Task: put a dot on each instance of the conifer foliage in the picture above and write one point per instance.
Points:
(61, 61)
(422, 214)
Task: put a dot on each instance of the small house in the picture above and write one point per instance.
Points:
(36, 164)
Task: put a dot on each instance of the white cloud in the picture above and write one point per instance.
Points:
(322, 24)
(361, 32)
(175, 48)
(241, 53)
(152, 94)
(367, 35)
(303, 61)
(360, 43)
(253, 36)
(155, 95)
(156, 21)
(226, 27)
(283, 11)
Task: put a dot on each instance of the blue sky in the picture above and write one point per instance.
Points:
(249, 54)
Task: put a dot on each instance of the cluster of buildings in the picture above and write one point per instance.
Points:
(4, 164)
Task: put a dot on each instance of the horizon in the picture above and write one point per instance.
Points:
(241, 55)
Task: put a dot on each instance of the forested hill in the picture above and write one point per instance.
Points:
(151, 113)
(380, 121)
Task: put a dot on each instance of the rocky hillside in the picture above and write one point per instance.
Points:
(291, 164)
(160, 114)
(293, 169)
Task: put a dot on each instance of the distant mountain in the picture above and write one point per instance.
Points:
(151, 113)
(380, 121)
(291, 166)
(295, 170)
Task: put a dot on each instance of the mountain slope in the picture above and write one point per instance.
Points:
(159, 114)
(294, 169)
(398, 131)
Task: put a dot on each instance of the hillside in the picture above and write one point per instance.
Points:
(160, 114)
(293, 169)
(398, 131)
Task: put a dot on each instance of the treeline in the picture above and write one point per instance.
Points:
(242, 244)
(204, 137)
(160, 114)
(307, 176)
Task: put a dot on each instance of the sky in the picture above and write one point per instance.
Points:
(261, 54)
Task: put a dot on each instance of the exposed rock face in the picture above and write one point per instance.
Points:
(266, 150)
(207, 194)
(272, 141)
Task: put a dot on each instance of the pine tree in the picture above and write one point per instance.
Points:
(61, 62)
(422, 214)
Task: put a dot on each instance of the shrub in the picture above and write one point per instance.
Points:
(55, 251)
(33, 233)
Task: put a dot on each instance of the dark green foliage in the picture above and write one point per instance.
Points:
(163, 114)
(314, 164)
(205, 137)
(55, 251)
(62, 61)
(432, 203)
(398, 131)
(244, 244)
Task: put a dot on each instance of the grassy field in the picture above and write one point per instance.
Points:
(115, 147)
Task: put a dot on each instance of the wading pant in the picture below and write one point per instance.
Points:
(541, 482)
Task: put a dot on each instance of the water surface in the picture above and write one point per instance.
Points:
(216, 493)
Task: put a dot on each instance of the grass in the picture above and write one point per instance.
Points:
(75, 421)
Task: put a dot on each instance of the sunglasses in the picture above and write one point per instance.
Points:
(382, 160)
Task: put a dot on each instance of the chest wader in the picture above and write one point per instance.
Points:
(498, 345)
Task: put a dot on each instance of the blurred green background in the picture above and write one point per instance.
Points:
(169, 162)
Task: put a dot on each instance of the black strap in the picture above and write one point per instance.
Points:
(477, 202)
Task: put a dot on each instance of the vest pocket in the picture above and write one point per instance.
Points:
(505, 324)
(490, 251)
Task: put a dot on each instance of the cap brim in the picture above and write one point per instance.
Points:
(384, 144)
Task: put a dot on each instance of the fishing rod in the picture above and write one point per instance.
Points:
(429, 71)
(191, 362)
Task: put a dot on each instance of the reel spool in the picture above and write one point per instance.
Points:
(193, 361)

-------------------------

Prompt:
Copy exactly the opening line of the material, the line bearing "Task: put a dot on each instance of the white", and every line between them. Include nothing else.

Worked solution:
Task: put a dot on each instance of the conifer foliage in the picture above and write one point per instance.
Points:
(61, 61)
(422, 214)
Task: put a dot on each instance of the small house in the picture above and write one point per instance.
Points:
(36, 164)
Task: put a dot on each instance of the white cloud in the picture above and write one point per instance.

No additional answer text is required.